#### DOCUMENT EXTRACT ####

On 21.01.2021 16:44, Mark Brown wrote:
> On Thu, Jan 21, 2021 at 10:41:59AM +0100, Marek Szyprowski wrote:
>> On 18.01.2021 21:49, Mark Brown wrote:
>>> Does this help (completely untested):
>> Sadly nope. I get same warning:
> Try this instead:
>
> diff --git a/drivers/regulator/core.c b/drivers/regulator/core.c
> index 3ae5ccd9277d..31503776dbd7 100644
> --- a/drivers/regulator/core.c
> +++ b/drivers/regulator/core.c
> @@ -1823,17 +1823,6 @@ static int regulator_resolve_supply(struct regulator_dev *rdev)
>   	if (rdev->supply)

#### INFORMATION SHOWN ####

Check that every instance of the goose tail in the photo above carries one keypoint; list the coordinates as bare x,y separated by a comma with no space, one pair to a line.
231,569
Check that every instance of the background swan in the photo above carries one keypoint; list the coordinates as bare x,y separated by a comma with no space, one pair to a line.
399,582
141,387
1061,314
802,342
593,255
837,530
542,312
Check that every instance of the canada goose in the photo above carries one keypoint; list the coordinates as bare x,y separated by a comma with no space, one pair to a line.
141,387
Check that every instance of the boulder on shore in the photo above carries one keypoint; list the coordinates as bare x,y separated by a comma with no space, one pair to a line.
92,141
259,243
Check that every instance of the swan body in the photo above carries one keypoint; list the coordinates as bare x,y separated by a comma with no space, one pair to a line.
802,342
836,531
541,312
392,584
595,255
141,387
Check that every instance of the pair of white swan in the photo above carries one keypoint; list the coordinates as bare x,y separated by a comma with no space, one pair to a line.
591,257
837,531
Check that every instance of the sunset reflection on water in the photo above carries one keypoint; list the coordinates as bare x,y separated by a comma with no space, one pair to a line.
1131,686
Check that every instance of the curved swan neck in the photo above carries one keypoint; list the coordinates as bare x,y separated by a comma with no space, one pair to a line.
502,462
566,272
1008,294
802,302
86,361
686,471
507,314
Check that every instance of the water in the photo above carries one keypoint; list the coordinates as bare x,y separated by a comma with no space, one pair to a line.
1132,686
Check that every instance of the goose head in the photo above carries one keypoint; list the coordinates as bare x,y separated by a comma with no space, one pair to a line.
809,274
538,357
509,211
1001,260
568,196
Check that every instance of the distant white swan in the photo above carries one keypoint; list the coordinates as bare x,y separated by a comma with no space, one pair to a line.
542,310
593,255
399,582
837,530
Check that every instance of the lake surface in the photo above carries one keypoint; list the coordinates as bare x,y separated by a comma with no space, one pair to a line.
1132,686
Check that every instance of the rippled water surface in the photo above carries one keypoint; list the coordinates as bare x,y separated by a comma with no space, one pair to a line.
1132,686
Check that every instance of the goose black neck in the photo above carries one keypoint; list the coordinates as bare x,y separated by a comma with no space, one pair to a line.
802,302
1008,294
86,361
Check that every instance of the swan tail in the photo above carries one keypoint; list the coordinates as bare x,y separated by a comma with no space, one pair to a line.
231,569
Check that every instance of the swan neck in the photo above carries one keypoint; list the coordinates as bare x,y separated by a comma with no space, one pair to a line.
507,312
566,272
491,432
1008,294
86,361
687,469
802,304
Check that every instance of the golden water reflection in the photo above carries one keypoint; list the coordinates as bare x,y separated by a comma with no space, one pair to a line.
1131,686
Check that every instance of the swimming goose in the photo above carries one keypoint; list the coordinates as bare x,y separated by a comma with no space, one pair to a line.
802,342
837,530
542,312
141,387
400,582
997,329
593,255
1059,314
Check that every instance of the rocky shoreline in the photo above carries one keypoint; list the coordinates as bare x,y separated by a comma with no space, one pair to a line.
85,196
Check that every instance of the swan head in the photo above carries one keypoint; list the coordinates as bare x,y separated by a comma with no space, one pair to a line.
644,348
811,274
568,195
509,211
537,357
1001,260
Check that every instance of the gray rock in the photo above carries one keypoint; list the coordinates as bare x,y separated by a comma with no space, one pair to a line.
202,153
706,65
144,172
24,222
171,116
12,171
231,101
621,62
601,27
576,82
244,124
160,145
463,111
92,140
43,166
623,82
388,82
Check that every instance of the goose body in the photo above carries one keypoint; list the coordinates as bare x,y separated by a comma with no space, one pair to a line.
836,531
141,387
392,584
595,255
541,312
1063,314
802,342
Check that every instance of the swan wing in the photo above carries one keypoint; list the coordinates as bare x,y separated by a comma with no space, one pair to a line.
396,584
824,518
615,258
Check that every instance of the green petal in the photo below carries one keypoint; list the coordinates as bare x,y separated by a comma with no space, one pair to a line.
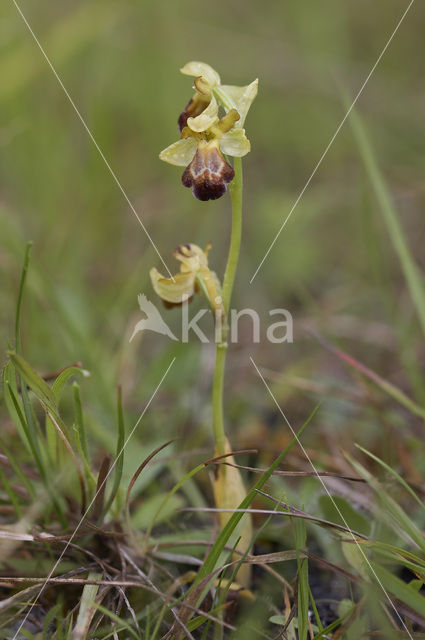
242,97
235,143
180,153
191,256
173,290
206,119
201,69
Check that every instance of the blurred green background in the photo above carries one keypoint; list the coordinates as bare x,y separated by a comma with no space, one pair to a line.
333,266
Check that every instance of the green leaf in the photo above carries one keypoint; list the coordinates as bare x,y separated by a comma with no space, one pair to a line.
411,272
34,381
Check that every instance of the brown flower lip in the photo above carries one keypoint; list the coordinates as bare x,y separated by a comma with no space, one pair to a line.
208,173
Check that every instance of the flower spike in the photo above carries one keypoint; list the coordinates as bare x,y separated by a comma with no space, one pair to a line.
205,137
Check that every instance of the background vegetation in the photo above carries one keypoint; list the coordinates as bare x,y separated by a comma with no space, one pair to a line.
337,265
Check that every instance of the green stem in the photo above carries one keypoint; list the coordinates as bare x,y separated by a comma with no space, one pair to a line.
229,278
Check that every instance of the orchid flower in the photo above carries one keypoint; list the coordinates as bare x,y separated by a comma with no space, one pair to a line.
205,137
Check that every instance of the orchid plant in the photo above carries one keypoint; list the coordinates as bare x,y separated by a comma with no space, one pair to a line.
212,129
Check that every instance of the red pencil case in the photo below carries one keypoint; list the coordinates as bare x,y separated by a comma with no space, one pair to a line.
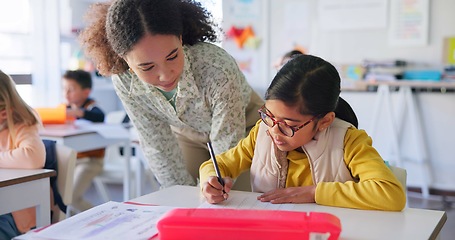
214,223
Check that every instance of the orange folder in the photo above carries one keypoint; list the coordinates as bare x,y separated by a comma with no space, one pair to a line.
55,115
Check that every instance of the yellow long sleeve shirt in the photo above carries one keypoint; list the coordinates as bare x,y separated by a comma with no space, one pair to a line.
377,187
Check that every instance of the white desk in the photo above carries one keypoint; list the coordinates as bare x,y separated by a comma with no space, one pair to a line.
411,223
24,188
83,136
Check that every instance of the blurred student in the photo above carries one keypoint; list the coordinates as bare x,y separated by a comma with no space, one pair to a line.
77,88
20,147
306,148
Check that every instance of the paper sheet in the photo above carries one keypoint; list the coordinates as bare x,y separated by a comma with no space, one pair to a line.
112,220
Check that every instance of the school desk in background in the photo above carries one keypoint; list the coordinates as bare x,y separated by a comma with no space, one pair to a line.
53,115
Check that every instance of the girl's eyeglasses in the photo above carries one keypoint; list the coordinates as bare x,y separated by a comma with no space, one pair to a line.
282,126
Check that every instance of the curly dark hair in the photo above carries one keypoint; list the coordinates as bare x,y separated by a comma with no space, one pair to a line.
115,27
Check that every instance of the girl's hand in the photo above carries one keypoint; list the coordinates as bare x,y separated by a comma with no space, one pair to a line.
290,195
213,191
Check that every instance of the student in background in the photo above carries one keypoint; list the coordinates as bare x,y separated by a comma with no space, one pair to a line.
77,87
307,148
179,90
20,147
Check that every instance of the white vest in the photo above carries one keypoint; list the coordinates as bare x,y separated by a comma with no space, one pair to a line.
325,153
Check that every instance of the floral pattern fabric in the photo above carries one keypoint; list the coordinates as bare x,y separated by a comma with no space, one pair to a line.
212,95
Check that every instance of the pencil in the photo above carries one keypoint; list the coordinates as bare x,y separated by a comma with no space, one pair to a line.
215,164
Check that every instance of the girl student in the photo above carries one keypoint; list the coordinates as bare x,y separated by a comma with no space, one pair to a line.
20,147
306,148
179,90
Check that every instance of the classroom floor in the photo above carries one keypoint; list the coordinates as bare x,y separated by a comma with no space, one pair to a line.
414,201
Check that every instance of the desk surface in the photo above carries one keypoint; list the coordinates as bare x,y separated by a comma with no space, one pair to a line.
10,177
411,223
84,135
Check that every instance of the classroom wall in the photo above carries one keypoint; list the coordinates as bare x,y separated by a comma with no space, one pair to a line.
281,24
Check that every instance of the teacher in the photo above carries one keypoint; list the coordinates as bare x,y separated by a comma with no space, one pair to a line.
179,90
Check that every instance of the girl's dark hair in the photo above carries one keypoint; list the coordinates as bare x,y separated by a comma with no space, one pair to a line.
114,28
313,84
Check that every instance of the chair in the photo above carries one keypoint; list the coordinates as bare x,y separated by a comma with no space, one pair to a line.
113,168
401,175
66,161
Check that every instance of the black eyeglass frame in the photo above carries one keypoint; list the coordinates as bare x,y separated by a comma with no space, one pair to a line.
263,113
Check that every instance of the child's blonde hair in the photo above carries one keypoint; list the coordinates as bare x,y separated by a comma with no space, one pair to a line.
17,111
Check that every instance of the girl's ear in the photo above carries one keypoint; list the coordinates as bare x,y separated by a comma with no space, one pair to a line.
3,115
325,121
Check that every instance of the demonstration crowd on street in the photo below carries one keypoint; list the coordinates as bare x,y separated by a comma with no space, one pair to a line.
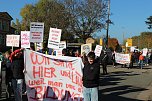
14,63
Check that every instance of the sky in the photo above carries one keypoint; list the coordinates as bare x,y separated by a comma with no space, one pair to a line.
128,16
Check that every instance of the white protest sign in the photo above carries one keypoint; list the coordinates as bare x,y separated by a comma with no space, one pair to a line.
25,39
86,48
58,52
52,78
62,45
54,38
12,40
132,49
98,50
39,46
145,50
36,31
122,58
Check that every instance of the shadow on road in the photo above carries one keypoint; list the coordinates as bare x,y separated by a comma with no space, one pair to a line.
114,91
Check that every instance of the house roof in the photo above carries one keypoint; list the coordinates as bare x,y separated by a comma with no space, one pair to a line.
5,15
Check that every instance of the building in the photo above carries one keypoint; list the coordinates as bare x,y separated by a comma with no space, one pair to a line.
5,28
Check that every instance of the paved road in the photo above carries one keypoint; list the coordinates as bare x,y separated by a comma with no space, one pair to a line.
121,84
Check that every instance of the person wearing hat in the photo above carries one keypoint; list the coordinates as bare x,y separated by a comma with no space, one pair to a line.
91,72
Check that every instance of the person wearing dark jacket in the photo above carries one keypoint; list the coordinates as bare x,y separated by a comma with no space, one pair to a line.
8,76
17,67
91,72
104,61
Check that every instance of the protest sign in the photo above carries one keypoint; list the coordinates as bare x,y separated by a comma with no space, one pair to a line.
36,31
52,78
54,38
12,40
122,58
25,39
86,48
145,50
62,45
98,50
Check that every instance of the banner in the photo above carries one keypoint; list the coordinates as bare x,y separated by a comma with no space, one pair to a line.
51,78
54,38
12,40
122,58
36,31
25,39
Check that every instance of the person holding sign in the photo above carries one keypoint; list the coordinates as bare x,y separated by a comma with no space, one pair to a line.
90,78
17,67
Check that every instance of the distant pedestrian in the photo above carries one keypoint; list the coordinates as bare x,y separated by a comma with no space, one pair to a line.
141,59
90,78
9,75
104,61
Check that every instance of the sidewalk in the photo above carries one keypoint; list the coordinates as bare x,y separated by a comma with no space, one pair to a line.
123,84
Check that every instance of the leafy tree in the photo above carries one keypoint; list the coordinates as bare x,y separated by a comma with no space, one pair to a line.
17,26
149,22
51,12
143,41
86,16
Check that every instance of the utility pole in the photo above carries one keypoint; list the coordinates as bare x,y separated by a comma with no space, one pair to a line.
108,22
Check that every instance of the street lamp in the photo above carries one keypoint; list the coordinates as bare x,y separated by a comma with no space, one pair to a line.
108,22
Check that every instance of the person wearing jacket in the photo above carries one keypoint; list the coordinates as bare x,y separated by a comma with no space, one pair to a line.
9,75
17,67
104,61
91,72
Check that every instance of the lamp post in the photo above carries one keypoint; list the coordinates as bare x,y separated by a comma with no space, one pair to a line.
108,22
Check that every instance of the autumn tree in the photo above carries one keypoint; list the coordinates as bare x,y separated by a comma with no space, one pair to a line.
51,12
86,16
17,26
149,22
143,41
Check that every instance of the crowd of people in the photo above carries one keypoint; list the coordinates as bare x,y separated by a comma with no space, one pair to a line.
14,61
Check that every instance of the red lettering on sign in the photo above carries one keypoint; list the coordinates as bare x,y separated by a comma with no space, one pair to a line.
38,59
41,71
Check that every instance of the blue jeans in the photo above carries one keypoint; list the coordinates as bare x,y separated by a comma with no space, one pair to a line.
17,87
90,94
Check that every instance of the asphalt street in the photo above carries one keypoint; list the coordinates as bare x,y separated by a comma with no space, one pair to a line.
121,84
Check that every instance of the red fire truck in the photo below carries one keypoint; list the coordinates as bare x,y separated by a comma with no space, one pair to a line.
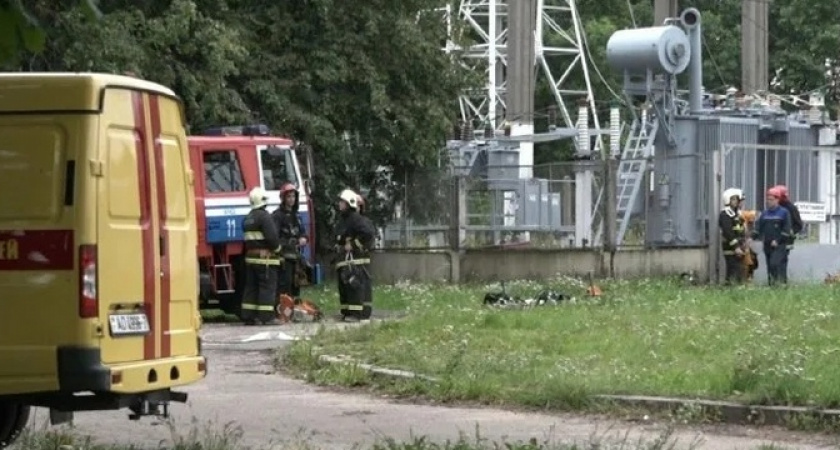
229,162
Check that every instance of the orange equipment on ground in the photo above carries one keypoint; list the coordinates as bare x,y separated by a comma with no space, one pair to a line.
291,310
750,261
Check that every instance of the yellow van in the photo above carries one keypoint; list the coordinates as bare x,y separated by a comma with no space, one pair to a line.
98,292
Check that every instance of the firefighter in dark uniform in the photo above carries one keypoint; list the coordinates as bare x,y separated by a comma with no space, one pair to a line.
795,217
354,242
733,241
368,298
262,247
774,228
287,221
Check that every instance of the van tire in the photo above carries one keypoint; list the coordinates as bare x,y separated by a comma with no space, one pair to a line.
13,419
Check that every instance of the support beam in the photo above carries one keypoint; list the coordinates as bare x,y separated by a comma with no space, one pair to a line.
521,76
754,45
663,9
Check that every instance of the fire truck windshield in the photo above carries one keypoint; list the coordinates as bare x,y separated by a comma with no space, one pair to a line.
278,167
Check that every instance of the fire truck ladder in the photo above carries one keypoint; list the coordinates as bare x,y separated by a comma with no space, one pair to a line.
224,270
631,170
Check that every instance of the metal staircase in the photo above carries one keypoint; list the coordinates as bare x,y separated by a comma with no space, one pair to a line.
630,175
631,169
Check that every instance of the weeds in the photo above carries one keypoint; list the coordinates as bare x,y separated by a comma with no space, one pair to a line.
749,344
209,436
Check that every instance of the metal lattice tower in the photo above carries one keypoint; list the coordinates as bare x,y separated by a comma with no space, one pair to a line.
558,47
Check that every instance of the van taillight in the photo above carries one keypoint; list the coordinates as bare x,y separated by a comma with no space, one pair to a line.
88,300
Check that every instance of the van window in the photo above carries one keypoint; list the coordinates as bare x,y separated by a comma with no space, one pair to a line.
32,157
222,172
278,167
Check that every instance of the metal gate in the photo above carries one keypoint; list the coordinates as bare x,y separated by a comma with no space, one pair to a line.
812,177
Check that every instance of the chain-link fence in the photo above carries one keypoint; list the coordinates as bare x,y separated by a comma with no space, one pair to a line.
498,206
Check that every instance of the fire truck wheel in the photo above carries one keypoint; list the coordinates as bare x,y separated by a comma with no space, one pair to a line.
13,419
231,304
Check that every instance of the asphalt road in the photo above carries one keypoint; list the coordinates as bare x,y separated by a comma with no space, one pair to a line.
274,411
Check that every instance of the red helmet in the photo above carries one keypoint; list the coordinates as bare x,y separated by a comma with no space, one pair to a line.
286,188
775,192
783,192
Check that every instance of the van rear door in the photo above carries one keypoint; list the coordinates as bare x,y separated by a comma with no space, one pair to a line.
126,262
178,317
147,232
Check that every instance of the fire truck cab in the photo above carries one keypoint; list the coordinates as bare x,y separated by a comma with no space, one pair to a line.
230,161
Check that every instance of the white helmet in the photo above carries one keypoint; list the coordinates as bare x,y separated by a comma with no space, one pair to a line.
732,192
350,197
258,198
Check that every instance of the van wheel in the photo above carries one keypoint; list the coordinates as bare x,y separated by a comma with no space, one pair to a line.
13,419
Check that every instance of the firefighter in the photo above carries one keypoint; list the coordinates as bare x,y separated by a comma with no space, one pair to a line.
795,218
733,240
354,241
290,230
262,245
368,293
750,260
773,227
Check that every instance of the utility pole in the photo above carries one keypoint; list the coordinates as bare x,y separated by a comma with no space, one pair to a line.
521,76
663,9
754,47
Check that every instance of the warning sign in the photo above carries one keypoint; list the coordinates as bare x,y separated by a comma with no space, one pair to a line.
812,212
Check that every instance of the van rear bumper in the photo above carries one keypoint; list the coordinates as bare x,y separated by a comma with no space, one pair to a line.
81,369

####

→ EXERCISE TASKS:
[1] Reproduce the passage in the mailing-list excerpt from "On 21.01.2021 16:44, Mark" up to and including "regulator_resolve_supply(struct regulator_dev *rdev)".
[2] In the mailing-list excerpt, which source file does the diff change?

→ ANSWERS FOR THIS EXERCISE:
[1]
On 21.01.2021 16:44, Mark Brown wrote:
> On Thu, Jan 21, 2021 at 10:41:59AM +0100, Marek Szyprowski wrote:
>> On 18.01.2021 21:49, Mark Brown wrote:
>>> Does this help (completely untested):
>> Sadly nope. I get same warning:
> Try this instead:
>
> diff --git a/drivers/regulator/core.c b/drivers/regulator/core.c
> index 3ae5ccd9277d..31503776dbd7 100644
> --- a/drivers/regulator/core.c
> +++ b/drivers/regulator/core.c
> @@ -1823,17 +1823,6 @@ static int regulator_resolve_supply(struct regulator_dev *rdev)

[2] drivers/regulator/core.c